> **WHAT YOU NEED TO DO**
The answer must consist solely of the lines from the one containing "Target: soil" through the last line of the records below, repeated exactly, with all pictures omitted.

'''

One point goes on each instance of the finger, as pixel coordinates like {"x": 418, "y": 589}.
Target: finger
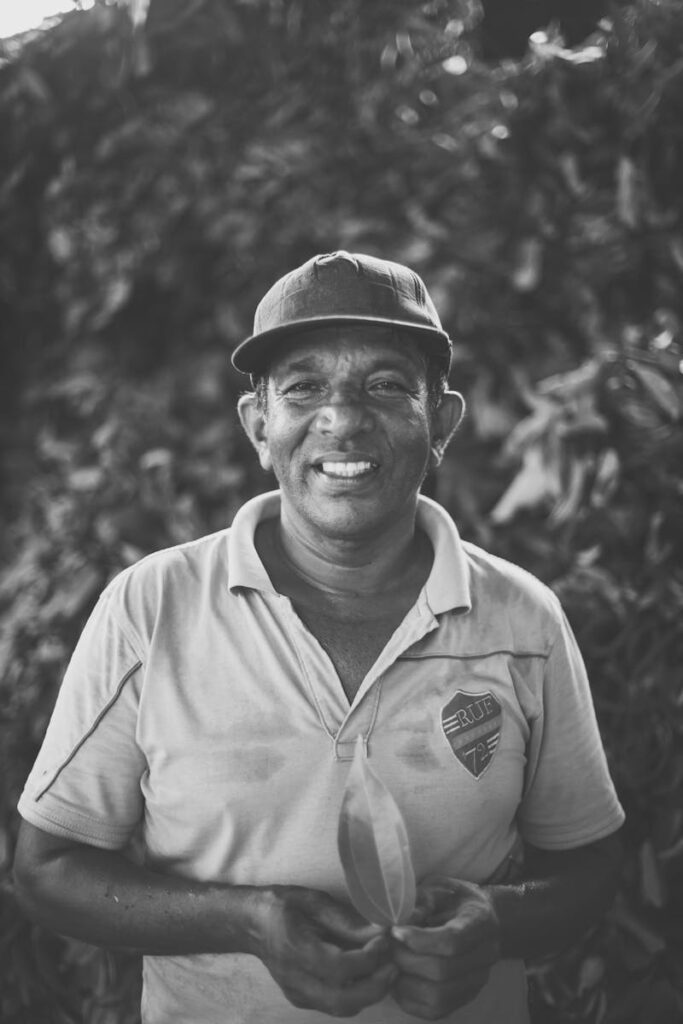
{"x": 345, "y": 924}
{"x": 451, "y": 939}
{"x": 340, "y": 967}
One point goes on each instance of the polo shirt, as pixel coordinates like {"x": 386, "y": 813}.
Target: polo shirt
{"x": 199, "y": 712}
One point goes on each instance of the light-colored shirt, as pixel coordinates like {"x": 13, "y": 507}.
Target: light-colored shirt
{"x": 199, "y": 709}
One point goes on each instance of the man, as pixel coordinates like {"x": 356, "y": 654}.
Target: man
{"x": 216, "y": 694}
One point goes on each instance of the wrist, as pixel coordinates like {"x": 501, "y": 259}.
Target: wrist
{"x": 244, "y": 913}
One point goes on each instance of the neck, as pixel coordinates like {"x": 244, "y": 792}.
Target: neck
{"x": 343, "y": 566}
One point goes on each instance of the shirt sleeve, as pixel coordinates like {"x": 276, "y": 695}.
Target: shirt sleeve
{"x": 85, "y": 783}
{"x": 569, "y": 799}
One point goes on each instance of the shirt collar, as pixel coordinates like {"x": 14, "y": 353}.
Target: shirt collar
{"x": 447, "y": 586}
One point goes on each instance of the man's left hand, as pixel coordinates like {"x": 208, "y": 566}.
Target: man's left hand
{"x": 445, "y": 956}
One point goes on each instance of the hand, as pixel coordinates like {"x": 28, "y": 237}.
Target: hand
{"x": 444, "y": 956}
{"x": 323, "y": 954}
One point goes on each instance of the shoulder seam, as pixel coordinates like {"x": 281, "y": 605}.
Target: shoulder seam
{"x": 110, "y": 704}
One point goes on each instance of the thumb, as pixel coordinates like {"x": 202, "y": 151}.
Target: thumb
{"x": 427, "y": 941}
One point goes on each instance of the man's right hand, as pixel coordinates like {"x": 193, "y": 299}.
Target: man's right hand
{"x": 322, "y": 953}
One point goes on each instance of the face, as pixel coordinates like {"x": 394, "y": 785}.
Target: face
{"x": 347, "y": 430}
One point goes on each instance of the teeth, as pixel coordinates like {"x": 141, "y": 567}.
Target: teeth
{"x": 346, "y": 469}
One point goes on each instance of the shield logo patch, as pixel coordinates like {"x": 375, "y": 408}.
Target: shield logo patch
{"x": 472, "y": 726}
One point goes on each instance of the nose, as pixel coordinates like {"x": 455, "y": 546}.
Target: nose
{"x": 344, "y": 414}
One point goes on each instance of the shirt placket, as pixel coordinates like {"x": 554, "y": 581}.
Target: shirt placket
{"x": 343, "y": 723}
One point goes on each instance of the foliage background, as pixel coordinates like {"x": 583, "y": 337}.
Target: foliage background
{"x": 160, "y": 168}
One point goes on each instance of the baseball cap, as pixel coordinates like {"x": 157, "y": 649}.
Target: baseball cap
{"x": 339, "y": 288}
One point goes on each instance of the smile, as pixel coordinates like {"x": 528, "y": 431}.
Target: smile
{"x": 347, "y": 470}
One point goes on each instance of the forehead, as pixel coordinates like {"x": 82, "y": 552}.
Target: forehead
{"x": 355, "y": 346}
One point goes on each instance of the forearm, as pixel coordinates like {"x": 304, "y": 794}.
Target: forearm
{"x": 562, "y": 895}
{"x": 100, "y": 897}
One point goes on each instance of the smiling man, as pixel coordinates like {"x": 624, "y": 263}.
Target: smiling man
{"x": 214, "y": 700}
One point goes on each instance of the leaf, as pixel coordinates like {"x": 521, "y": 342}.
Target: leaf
{"x": 663, "y": 393}
{"x": 536, "y": 482}
{"x": 374, "y": 848}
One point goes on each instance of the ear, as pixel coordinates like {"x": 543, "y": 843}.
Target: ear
{"x": 445, "y": 421}
{"x": 254, "y": 424}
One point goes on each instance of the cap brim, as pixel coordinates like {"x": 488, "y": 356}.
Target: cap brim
{"x": 253, "y": 354}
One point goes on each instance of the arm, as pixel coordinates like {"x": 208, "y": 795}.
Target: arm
{"x": 465, "y": 929}
{"x": 321, "y": 953}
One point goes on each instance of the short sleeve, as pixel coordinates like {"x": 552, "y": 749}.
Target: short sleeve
{"x": 85, "y": 783}
{"x": 569, "y": 799}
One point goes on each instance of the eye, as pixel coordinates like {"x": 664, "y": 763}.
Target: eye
{"x": 388, "y": 386}
{"x": 301, "y": 389}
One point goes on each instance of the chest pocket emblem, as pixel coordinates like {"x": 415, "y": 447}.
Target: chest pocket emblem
{"x": 472, "y": 726}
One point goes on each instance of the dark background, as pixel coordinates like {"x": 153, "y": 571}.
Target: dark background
{"x": 156, "y": 179}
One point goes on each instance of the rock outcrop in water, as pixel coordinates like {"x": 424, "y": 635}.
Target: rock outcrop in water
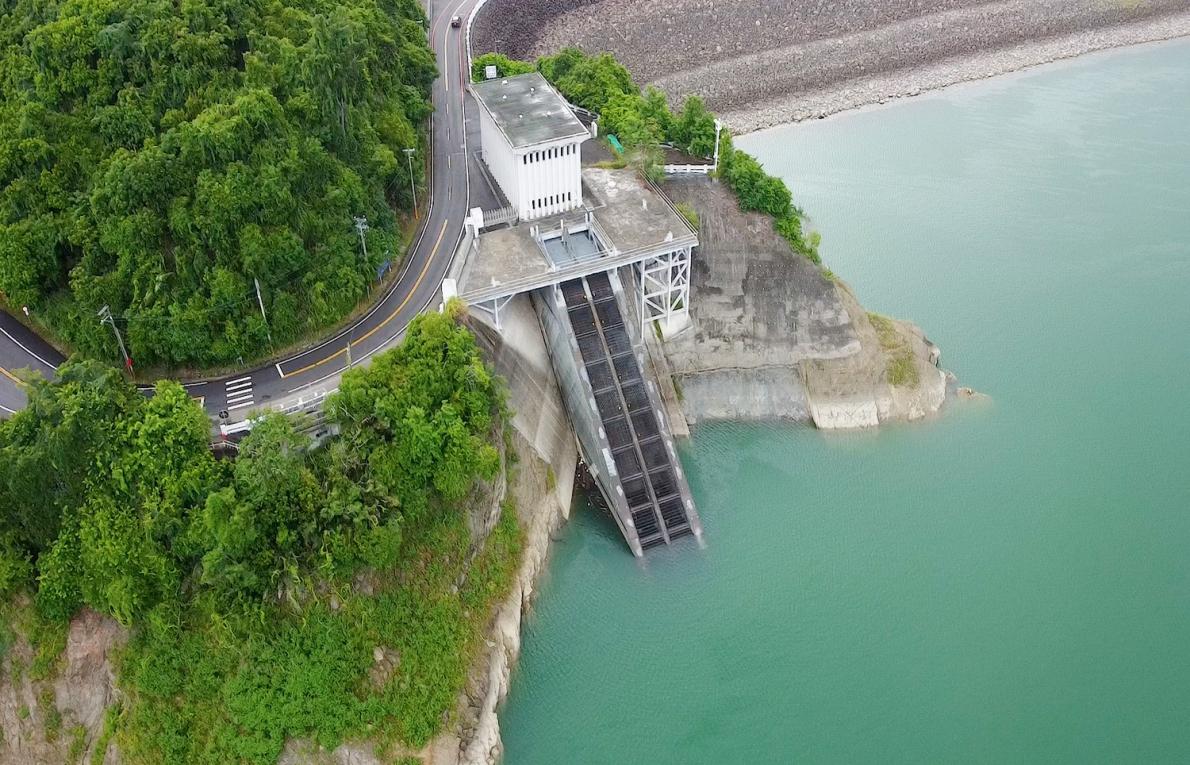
{"x": 764, "y": 62}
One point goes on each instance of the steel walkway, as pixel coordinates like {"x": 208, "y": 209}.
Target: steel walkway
{"x": 658, "y": 497}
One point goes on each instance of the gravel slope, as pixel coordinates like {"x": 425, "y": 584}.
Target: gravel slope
{"x": 762, "y": 62}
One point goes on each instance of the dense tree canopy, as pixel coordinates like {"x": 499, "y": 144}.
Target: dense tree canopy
{"x": 118, "y": 500}
{"x": 239, "y": 576}
{"x": 157, "y": 157}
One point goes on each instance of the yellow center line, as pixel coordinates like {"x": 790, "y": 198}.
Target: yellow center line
{"x": 421, "y": 276}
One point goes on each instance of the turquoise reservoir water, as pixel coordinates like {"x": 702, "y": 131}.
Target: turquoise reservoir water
{"x": 1009, "y": 583}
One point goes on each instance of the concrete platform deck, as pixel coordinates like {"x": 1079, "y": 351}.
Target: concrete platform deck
{"x": 630, "y": 220}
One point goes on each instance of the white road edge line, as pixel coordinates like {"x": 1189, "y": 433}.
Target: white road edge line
{"x": 467, "y": 174}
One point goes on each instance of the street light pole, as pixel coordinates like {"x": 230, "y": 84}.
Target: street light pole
{"x": 413, "y": 187}
{"x": 105, "y": 317}
{"x": 260, "y": 301}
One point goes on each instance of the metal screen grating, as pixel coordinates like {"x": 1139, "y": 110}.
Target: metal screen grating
{"x": 663, "y": 483}
{"x": 655, "y": 453}
{"x": 626, "y": 369}
{"x": 636, "y": 397}
{"x": 618, "y": 433}
{"x": 582, "y": 319}
{"x": 626, "y": 464}
{"x": 590, "y": 347}
{"x": 618, "y": 342}
{"x": 574, "y": 293}
{"x": 608, "y": 403}
{"x": 636, "y": 491}
{"x": 645, "y": 424}
{"x": 608, "y": 314}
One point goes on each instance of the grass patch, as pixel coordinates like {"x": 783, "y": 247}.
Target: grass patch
{"x": 689, "y": 213}
{"x": 205, "y": 690}
{"x": 900, "y": 368}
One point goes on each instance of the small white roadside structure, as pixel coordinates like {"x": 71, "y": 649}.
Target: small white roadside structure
{"x": 531, "y": 143}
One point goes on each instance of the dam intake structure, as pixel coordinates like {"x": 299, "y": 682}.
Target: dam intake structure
{"x": 658, "y": 505}
{"x": 605, "y": 257}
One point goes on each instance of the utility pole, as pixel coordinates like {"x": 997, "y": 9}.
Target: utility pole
{"x": 261, "y": 302}
{"x": 719, "y": 129}
{"x": 362, "y": 227}
{"x": 413, "y": 187}
{"x": 105, "y": 317}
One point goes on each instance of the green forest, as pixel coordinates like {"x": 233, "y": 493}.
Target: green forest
{"x": 642, "y": 120}
{"x": 258, "y": 590}
{"x": 161, "y": 157}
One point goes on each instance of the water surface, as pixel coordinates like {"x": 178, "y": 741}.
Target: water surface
{"x": 1009, "y": 583}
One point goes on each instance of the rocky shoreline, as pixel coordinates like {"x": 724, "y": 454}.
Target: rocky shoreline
{"x": 765, "y": 62}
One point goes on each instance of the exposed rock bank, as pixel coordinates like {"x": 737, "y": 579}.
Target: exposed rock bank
{"x": 772, "y": 337}
{"x": 763, "y": 62}
{"x": 61, "y": 719}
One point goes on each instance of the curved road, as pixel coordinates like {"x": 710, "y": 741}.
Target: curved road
{"x": 318, "y": 368}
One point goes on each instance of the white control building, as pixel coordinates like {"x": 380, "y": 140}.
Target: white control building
{"x": 531, "y": 143}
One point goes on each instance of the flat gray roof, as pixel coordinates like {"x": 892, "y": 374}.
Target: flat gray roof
{"x": 527, "y": 110}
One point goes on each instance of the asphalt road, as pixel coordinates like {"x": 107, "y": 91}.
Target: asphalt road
{"x": 453, "y": 130}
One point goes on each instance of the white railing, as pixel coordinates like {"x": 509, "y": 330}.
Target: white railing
{"x": 498, "y": 217}
{"x": 309, "y": 405}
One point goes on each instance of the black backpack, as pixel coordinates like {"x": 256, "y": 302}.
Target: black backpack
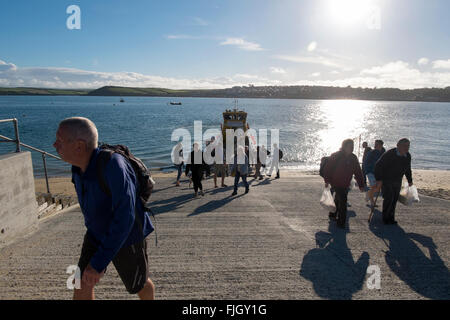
{"x": 323, "y": 163}
{"x": 143, "y": 176}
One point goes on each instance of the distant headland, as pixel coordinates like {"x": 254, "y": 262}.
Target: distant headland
{"x": 267, "y": 92}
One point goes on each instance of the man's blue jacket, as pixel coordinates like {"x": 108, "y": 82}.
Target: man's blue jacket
{"x": 110, "y": 220}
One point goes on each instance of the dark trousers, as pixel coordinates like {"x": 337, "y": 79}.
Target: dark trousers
{"x": 340, "y": 200}
{"x": 180, "y": 169}
{"x": 236, "y": 180}
{"x": 391, "y": 192}
{"x": 197, "y": 180}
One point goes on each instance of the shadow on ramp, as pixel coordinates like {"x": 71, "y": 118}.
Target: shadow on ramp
{"x": 330, "y": 266}
{"x": 427, "y": 276}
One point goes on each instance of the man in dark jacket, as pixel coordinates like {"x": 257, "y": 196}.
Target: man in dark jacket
{"x": 367, "y": 150}
{"x": 117, "y": 224}
{"x": 338, "y": 172}
{"x": 371, "y": 159}
{"x": 389, "y": 172}
{"x": 197, "y": 165}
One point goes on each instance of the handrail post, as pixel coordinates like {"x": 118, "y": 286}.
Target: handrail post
{"x": 45, "y": 170}
{"x": 16, "y": 130}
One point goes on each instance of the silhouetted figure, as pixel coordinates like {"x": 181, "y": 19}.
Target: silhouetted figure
{"x": 389, "y": 172}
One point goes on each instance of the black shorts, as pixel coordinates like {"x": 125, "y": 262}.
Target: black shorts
{"x": 130, "y": 262}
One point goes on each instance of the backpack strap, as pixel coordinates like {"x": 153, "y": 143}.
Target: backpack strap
{"x": 102, "y": 159}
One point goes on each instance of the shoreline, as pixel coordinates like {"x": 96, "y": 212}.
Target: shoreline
{"x": 432, "y": 183}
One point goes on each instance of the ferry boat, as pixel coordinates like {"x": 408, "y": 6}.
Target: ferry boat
{"x": 234, "y": 119}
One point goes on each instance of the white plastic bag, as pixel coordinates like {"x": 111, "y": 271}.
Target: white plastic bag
{"x": 327, "y": 200}
{"x": 352, "y": 184}
{"x": 408, "y": 195}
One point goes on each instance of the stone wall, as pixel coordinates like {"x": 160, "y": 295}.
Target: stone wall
{"x": 18, "y": 206}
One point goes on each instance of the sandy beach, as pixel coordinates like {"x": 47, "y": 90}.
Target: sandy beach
{"x": 433, "y": 183}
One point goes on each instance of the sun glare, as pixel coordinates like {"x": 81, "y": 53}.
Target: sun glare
{"x": 345, "y": 119}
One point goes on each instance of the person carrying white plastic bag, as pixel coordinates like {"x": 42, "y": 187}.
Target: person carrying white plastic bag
{"x": 327, "y": 200}
{"x": 389, "y": 171}
{"x": 408, "y": 194}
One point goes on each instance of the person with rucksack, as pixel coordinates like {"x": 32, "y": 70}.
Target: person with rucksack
{"x": 196, "y": 164}
{"x": 277, "y": 155}
{"x": 240, "y": 169}
{"x": 338, "y": 171}
{"x": 367, "y": 150}
{"x": 179, "y": 163}
{"x": 111, "y": 191}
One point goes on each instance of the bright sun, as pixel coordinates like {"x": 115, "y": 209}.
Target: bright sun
{"x": 349, "y": 12}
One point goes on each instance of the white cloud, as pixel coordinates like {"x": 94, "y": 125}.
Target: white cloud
{"x": 312, "y": 46}
{"x": 389, "y": 68}
{"x": 242, "y": 44}
{"x": 327, "y": 62}
{"x": 398, "y": 74}
{"x": 75, "y": 78}
{"x": 7, "y": 66}
{"x": 277, "y": 70}
{"x": 180, "y": 36}
{"x": 441, "y": 64}
{"x": 423, "y": 61}
{"x": 199, "y": 22}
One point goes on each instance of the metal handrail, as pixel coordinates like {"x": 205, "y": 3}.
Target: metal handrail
{"x": 18, "y": 144}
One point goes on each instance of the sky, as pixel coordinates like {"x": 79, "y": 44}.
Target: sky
{"x": 188, "y": 44}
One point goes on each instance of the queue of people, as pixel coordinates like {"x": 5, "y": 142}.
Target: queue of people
{"x": 383, "y": 169}
{"x": 198, "y": 170}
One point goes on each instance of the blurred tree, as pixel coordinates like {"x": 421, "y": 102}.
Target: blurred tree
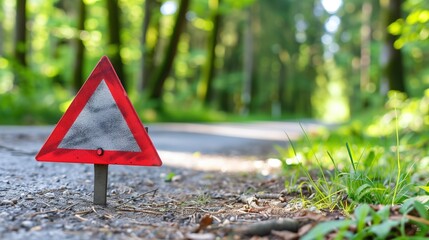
{"x": 2, "y": 18}
{"x": 162, "y": 72}
{"x": 115, "y": 45}
{"x": 205, "y": 89}
{"x": 392, "y": 61}
{"x": 248, "y": 60}
{"x": 20, "y": 35}
{"x": 151, "y": 20}
{"x": 78, "y": 77}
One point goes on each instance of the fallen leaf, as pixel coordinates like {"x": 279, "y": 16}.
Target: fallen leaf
{"x": 200, "y": 236}
{"x": 285, "y": 235}
{"x": 205, "y": 221}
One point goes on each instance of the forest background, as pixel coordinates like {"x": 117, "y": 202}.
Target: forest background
{"x": 195, "y": 60}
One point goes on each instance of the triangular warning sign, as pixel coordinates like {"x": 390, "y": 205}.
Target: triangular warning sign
{"x": 100, "y": 126}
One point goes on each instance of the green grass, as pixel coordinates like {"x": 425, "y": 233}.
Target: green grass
{"x": 378, "y": 159}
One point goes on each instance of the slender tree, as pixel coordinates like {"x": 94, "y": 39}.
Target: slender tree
{"x": 114, "y": 32}
{"x": 78, "y": 78}
{"x": 205, "y": 91}
{"x": 20, "y": 32}
{"x": 2, "y": 18}
{"x": 163, "y": 71}
{"x": 393, "y": 67}
{"x": 248, "y": 61}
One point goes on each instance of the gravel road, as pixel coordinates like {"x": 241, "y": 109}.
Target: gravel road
{"x": 54, "y": 200}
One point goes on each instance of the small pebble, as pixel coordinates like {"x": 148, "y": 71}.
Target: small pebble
{"x": 6, "y": 202}
{"x": 29, "y": 197}
{"x": 176, "y": 178}
{"x": 27, "y": 224}
{"x": 4, "y": 214}
{"x": 50, "y": 195}
{"x": 312, "y": 209}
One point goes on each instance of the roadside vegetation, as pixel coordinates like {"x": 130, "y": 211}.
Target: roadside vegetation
{"x": 372, "y": 169}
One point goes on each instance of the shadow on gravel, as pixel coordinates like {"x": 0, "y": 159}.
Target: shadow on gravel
{"x": 54, "y": 200}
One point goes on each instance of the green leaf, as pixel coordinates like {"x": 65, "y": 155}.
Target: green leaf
{"x": 362, "y": 191}
{"x": 421, "y": 209}
{"x": 369, "y": 159}
{"x": 324, "y": 228}
{"x": 425, "y": 188}
{"x": 361, "y": 213}
{"x": 382, "y": 230}
{"x": 381, "y": 215}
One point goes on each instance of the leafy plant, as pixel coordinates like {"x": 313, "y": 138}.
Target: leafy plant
{"x": 378, "y": 222}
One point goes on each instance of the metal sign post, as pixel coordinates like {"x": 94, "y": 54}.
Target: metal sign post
{"x": 100, "y": 127}
{"x": 100, "y": 183}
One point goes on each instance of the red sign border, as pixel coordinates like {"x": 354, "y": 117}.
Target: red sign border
{"x": 103, "y": 71}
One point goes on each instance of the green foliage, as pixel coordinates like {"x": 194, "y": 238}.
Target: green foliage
{"x": 376, "y": 160}
{"x": 383, "y": 223}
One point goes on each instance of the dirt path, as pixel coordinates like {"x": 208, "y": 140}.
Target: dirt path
{"x": 210, "y": 185}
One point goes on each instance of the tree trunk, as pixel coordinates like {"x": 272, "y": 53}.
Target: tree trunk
{"x": 20, "y": 40}
{"x": 114, "y": 31}
{"x": 2, "y": 18}
{"x": 78, "y": 78}
{"x": 146, "y": 21}
{"x": 205, "y": 92}
{"x": 164, "y": 70}
{"x": 392, "y": 62}
{"x": 246, "y": 95}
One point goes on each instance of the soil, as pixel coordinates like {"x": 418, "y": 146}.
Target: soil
{"x": 54, "y": 200}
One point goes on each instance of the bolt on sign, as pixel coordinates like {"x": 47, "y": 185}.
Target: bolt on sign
{"x": 100, "y": 127}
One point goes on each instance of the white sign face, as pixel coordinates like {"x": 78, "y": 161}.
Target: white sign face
{"x": 100, "y": 125}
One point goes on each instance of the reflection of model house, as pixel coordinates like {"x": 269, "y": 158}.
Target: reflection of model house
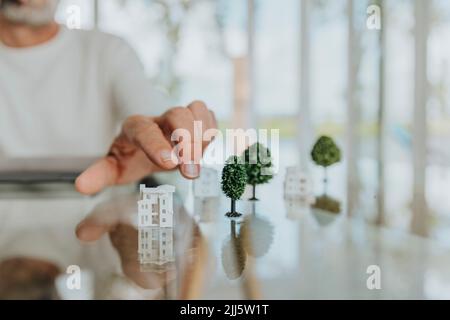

'''

> **RESULT**
Target: soil
{"x": 54, "y": 200}
One point goes on each instance of the bolt on sign, as pixel coordinates like {"x": 47, "y": 185}.
Target: bolt on sign
{"x": 100, "y": 127}
One point goes on each instance of the white sign face, as pixel coordinates like {"x": 78, "y": 161}.
Target: white sign face
{"x": 100, "y": 125}
One point goes on each instance of the reflection of model house, as pixel coordinates like {"x": 269, "y": 158}.
Target: reflection of model house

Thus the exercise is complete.